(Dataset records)

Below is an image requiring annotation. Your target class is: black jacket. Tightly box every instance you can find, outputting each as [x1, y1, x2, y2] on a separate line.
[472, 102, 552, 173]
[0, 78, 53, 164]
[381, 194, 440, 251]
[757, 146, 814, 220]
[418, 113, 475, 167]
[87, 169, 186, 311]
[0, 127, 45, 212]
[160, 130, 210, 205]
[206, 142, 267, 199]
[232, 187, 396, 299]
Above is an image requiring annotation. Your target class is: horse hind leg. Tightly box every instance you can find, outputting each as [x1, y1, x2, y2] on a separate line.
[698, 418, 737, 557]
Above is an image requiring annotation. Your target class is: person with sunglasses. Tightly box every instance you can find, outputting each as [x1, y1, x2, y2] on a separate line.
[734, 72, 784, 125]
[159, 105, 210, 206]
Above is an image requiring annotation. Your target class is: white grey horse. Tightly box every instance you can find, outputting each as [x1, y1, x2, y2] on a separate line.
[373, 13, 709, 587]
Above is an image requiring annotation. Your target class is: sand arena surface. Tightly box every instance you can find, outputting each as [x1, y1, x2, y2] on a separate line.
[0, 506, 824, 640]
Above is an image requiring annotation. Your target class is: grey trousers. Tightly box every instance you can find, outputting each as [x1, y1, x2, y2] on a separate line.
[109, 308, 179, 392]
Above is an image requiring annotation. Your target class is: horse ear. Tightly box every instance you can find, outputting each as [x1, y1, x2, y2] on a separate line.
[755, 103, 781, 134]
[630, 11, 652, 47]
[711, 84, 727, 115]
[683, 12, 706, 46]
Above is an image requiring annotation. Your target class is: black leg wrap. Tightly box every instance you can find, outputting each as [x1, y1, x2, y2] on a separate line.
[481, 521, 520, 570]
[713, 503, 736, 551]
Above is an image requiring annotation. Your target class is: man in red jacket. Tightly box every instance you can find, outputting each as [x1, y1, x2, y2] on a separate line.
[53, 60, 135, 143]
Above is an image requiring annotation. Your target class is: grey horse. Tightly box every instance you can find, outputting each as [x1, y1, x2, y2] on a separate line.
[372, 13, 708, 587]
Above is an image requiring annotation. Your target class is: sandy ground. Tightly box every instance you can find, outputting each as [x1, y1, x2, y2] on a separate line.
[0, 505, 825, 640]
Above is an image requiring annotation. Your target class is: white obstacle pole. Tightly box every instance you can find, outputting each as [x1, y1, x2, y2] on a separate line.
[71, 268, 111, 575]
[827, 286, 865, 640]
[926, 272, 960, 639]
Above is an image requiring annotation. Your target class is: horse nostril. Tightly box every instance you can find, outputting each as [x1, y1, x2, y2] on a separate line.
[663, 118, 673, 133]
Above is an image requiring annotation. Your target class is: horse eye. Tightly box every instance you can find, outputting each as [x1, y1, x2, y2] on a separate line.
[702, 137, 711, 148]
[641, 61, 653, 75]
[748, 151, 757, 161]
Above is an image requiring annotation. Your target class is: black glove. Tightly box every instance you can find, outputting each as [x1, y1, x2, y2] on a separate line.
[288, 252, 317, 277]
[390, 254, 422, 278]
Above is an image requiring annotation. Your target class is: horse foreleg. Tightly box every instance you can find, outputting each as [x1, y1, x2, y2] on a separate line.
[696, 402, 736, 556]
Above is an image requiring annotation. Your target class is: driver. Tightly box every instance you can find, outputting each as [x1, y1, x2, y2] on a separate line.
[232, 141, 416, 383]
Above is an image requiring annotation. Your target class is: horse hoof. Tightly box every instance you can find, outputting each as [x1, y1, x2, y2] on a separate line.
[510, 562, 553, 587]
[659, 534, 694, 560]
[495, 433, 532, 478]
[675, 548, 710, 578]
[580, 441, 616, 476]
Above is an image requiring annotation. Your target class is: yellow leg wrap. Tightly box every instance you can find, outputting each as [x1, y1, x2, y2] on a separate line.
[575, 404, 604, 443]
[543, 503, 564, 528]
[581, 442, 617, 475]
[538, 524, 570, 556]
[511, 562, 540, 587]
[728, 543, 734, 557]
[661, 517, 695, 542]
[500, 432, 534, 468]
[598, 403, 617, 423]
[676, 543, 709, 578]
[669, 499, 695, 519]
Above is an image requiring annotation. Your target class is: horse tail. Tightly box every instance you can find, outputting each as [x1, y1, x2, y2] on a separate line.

#### What you need to do:
The response should be an exact repeat of the data above.

#### Output below:
Below is an image requiring annotation. Your target class is: black jacket. Tightly box every instance you can find, outputting each as [x1, y1, x2, y2] on a separate line.
[472, 102, 552, 173]
[0, 78, 53, 164]
[381, 194, 440, 251]
[757, 146, 814, 220]
[418, 113, 475, 167]
[87, 169, 186, 311]
[0, 127, 45, 212]
[160, 130, 210, 205]
[206, 142, 267, 199]
[232, 187, 396, 299]
Above is an image requiring annotation. Your target class is: horse hind leg. Tightly box every instance you can find, outputting each as [x1, y1, x2, y2] on a separate line.
[698, 418, 737, 557]
Above is an image requiring annotation. Your target class is: person with sunglasses. Tightly box every instance you can find, outputting each as [x1, y1, x2, y2] on a separate line.
[734, 72, 784, 125]
[159, 105, 210, 206]
Above is an image requiring annotation. Your target class is: white grey horse. Tightly box every instance you can find, outputting each as [x1, y1, x2, y2] on a separate line.
[373, 13, 709, 587]
Above is an image requiring annotation. Your target class is: sand arena surface. Tightly box every instance you can find, outputting each as [x1, y1, x2, y2] on a separate line.
[0, 506, 824, 640]
Above is an image requiring annotation. Your target class is: grey trousers. Tightly box every instance you can find, outputting each as [x1, y1, x2, y2] on a separate line.
[109, 308, 179, 392]
Above is an image requiring annotation. Your target class is: horse ear. Tightly box every instance you can find, outputting each as [x1, y1, x2, y2] on a separate line.
[755, 103, 781, 134]
[630, 11, 652, 47]
[711, 84, 727, 115]
[683, 12, 706, 46]
Above is an image requiring annotation. Your target class is: black leg wrap. Tightly box every instance you can find, outputting each as [x1, y1, x2, y2] on a separate line.
[481, 521, 520, 570]
[713, 503, 736, 551]
Above is an image requiring annotation. Your target class is: man in red jacket. Tightly box every instance you can find, outputting each as [x1, y1, x2, y2] on a separate line.
[53, 60, 135, 143]
Above is an image requiring annotation. Your target class is: grey horse. Tightly box every instance you can find, outputting each as [x1, y1, x2, y2] on a separate line.
[372, 13, 708, 587]
Above is an image requiring annotation. Your target class is: sandy ground. Tightly box every instance you can find, outputting each as [x1, y1, x2, y2] on a separate line.
[0, 505, 825, 640]
Above is an image requiring annotation. Your target class is: white obstacle pole. Tightly box every instance you can find, outputting each as [x1, y1, x2, y2] on a separate line.
[71, 268, 111, 575]
[827, 286, 865, 640]
[926, 272, 960, 639]
Above is an image requiring annotation. Your target class is: horse nostril. Tightly box every instance you can find, outputting each as [x1, y1, x2, y2] on a separate line.
[663, 118, 673, 133]
Above is an image requiring annotation. Your target class is: horse eye. Tightly box every instance you can find, outputting each as [x1, y1, x2, y2] on a separate line.
[702, 137, 711, 148]
[641, 61, 653, 75]
[748, 151, 757, 161]
Above is an image requiring annotation. Your target class is: black glove. Tightly box every instance you can find, outputting each as [x1, y1, x2, y2] on a separate line.
[288, 252, 317, 277]
[390, 254, 422, 278]
Above is an image requiring annotation. Your target class is: horse foreleg. Tightly box every instance you can find, outputting each as [x1, y1, x2, y2] on a separate line.
[696, 402, 736, 556]
Above is an image requiring annotation. Your target class is: driver. Tightly box every instance you can find, outputting each as [x1, y1, x2, y2] on a separate line.
[232, 141, 416, 383]
Above is an image requiring annotation. Your target class is: horse hoof. Tightly box every instance you can find, outputting each as [x1, y1, x2, y2] on a separate line.
[510, 562, 553, 587]
[659, 534, 694, 560]
[495, 433, 532, 478]
[675, 548, 710, 578]
[580, 441, 616, 476]
Above is an image requiring annotation. Your target class is: yellow leg wrap. Tightly box every instance you can find, outputting each as [x1, y1, x2, y2] on a separate line.
[575, 404, 604, 443]
[543, 503, 564, 528]
[581, 442, 617, 475]
[538, 524, 570, 556]
[511, 562, 540, 587]
[728, 543, 734, 557]
[661, 517, 695, 542]
[500, 432, 534, 468]
[598, 403, 617, 423]
[676, 543, 709, 578]
[669, 499, 695, 519]
Above is an image requiring annotation. Your target class is: horse tail. Tightly box every instance you can find, outputting each as [x1, y1, x2, y2] on a separate line.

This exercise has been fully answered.